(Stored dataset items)
»»
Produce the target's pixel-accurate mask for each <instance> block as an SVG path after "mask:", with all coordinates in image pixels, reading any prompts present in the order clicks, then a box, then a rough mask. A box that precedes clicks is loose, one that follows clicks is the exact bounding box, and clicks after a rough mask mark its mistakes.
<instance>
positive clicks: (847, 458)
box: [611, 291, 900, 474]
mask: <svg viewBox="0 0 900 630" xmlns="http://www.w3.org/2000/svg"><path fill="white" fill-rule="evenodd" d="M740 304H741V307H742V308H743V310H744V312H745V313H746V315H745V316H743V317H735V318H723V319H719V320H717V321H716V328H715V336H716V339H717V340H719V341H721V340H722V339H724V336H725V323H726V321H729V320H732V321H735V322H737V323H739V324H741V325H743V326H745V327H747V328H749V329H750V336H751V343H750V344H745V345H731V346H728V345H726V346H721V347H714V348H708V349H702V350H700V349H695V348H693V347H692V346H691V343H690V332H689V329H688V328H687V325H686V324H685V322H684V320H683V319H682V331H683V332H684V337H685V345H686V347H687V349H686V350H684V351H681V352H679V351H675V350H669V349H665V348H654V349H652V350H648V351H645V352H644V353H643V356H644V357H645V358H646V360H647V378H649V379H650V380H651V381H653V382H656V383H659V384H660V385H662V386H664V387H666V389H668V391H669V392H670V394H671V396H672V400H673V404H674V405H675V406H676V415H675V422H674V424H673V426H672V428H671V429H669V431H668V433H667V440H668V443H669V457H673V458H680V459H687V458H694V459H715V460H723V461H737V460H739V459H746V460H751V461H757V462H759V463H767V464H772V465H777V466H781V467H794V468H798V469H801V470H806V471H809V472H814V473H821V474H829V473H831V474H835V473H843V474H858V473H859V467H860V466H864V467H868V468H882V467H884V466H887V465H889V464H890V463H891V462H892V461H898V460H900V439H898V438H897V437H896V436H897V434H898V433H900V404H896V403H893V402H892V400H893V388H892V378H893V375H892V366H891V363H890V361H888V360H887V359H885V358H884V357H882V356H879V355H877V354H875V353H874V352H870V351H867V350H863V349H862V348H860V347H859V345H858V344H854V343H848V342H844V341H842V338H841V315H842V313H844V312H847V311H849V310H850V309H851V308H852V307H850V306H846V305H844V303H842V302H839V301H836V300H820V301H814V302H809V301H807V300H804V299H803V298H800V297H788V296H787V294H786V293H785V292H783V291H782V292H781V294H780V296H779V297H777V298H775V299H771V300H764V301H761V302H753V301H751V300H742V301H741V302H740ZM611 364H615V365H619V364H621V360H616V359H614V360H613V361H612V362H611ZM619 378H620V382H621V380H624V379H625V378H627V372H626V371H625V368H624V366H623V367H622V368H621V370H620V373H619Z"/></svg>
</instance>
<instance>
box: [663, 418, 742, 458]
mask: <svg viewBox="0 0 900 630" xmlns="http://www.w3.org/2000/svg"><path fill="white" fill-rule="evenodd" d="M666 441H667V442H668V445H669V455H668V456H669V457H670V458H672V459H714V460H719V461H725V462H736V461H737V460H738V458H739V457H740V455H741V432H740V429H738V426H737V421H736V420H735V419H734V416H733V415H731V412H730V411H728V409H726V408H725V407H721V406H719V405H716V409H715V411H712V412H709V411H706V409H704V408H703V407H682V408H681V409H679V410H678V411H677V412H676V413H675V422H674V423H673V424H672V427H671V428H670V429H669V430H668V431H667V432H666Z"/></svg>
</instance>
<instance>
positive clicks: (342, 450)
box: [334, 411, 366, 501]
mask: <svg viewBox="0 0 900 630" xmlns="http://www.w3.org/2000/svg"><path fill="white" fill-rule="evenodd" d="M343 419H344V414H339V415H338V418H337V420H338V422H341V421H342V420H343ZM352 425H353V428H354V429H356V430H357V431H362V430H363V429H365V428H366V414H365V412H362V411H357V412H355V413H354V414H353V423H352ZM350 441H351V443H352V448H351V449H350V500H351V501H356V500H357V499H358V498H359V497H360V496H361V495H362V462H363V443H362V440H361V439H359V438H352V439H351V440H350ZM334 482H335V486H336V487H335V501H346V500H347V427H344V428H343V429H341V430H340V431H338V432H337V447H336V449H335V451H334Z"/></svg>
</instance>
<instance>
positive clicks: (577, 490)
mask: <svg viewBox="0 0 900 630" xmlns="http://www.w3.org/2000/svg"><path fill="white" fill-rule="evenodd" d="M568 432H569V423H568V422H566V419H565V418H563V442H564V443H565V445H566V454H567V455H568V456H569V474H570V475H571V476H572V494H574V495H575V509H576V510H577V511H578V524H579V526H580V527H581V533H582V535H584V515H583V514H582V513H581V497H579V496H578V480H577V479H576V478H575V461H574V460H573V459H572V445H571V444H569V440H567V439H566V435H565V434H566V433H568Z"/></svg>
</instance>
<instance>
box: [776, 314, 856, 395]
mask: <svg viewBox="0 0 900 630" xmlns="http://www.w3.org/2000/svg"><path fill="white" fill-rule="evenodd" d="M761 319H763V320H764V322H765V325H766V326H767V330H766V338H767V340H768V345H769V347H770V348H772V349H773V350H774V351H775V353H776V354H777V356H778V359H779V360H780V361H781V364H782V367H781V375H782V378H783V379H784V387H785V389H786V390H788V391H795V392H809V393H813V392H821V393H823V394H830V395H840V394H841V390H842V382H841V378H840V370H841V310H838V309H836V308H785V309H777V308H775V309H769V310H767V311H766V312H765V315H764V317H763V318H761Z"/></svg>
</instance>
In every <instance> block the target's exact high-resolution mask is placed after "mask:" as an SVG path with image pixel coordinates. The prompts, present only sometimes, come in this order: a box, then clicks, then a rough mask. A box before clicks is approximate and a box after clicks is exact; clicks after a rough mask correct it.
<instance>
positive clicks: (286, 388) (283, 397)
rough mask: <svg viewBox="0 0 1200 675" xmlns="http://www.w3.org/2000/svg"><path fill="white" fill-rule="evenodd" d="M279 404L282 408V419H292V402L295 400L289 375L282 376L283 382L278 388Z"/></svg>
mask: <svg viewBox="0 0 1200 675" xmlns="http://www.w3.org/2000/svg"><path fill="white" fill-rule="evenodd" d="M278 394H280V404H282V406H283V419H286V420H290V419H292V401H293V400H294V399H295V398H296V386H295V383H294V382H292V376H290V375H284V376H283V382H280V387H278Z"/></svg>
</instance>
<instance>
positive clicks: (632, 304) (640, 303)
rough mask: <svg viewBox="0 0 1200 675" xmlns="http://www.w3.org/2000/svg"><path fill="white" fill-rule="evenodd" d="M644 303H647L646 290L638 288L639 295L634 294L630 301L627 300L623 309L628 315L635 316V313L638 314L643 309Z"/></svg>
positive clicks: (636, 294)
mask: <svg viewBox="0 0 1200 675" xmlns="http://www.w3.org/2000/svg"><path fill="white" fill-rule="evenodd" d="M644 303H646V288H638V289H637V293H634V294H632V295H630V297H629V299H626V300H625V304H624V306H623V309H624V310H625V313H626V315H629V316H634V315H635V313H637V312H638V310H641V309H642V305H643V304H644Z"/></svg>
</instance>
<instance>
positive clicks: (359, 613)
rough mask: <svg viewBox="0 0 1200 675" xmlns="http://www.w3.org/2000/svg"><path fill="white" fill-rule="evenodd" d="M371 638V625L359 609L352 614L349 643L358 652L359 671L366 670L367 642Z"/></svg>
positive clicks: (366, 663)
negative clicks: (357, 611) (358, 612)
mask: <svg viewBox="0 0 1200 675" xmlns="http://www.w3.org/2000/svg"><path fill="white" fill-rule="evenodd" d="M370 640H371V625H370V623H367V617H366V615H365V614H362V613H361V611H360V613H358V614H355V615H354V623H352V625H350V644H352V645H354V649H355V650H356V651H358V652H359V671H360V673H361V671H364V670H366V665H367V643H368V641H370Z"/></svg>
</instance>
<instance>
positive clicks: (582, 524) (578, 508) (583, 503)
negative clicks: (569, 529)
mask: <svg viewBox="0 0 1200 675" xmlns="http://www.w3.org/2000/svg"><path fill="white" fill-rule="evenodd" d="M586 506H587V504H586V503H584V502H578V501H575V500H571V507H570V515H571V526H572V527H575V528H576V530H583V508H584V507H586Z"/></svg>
««
What you have to do
Copy out everything from the beginning of the data down to the line containing "box: [611, 291, 900, 474]", including both ends, with no changes.

Answer to this task
Produce the target's pixel-accurate mask for each <instance> block as an SVG path after "mask:", with all coordinates in image pixels, reading any prompts present in the order clicks, then a box, then a rough mask. A box that precedes clicks is loose, one that follows clicks is the exact bounding box, and clicks after a rough mask mark its mistakes.
<instance>
positive clicks: (847, 458)
box: [611, 291, 900, 474]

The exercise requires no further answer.